# 本文:
つまり、話し手自身を表わす代名詞「わたし」を1人称。
聞き手を表わす代名詞「あなた」を2人称。
そして、「わたし」と「あなた」以外の人物を表わす代名詞「彼」または「彼女」を3人称とします。
実際には1人称の人称代名詞には「わたし」以外に「ぼく」「おれ」「わし」などがあり、2人称も「あなた」以外に「きみ」「お前」などがあります。更には「てめえ」などというのも2人称です。
3人称も「彼」「彼女」以外に「あの人」などというのもそうです。
上記の人称代名詞はどれも単数(1人しか想定していない)ですが、実際には1人称、2人称、3人称のいずれも複数があります。
1人称の複数は「私たち」「おれたち」など。
2人称の複数は「あなたたち」「おまえたち」など。
3人称の複数は「彼ら」「彼女ら」「あの人たち」などです。
インドネシア語の人称代名詞
なお、前もって書いておきますが、インドネシア語の人称代名詞は格変化をしません。
英語で人称代名詞を勉強したときにI my me mine you your you、、、と呪文のように唱えて覚えた方も多いと思います。これは英語の人称代名詞は格(文章の中でのその人称代名詞の役割)によって形を変えるために覚える必要があるものでした。
いま、I (わたし)についてだけ書きますと、
主格(主語になる) I
所有格(事物を所有していることをあらわす) my
目的格(主語以外の目的語になる) me
所有代名詞(所有している事物を省略して「◯◯のもの」という) mine
です。
長々と英語の例をあげましたが、インドネシア語ではI に相当するsaya (説明は下の1人称単数の項目にあります)は、主格として使う場合でも、所有格、目的格、所有代名詞いずれの場合でもsaya のままで形が変わることはありません。これは他の人称代名詞でも同様です。
1人称単数
インドネシア語の1人称単数はsaya を使います。
saya は性別や相手との関係(上下関係や距離の親疎)に関係なく使うことができる表現です。日本語では「わたし、わたくし」に相当する単語です。
親しい間柄にある関係や、学生など若い人たちが使う1人称単数にaku があります。日本語でいえば「ぼく、あたし」に相当する単語です。

# 課題一覧:
a) 本文のうち、「聞き手を表わす代名詞「あなた」を2人称。」から「1人称の複数は「私たち」「おれたち」など。」までを、その語句も含めて一字一句そのまま書き写してください。
b) 本文によると、英語の人称代名詞を「I my me mine」のように唱えて覚える必要があったのはなぜですか。1～3文で説明してください。

# 提供資料:
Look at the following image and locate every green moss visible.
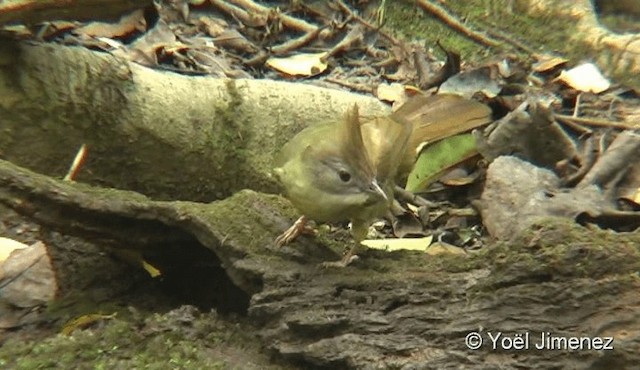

# 課題の解答:
a)
聞き手を表わす代名詞「あなた」を2人称。
そして、「わたし」と「あなた」以外の人物を表わす代名詞「彼」または「彼女」を3人称とします。
実際には1人称の人称代名詞には「わたし」以外に「ぼく」「おれ」「わし」などがあり、2人称も「あなた」以外に「きみ」「お前」などがあります。更には「てめえ」などというのも2人称です。
3人称も「彼」「彼女」以外に「あの人」などというのもそうです。
上記の人称代名詞はどれも単数(1人しか想定していない)ですが、実際には1人称、2人称、3人称のいずれも複数があります。
1人称の複数は「私たち」「おれたち」など。

b) 英語の人称代名詞は、格(文章の中でのその人称代名詞の役割)によって形を変えるからです。たとえば I は、主格では I、所有格では my、目的格では me、所有代名詞では mine という形になります。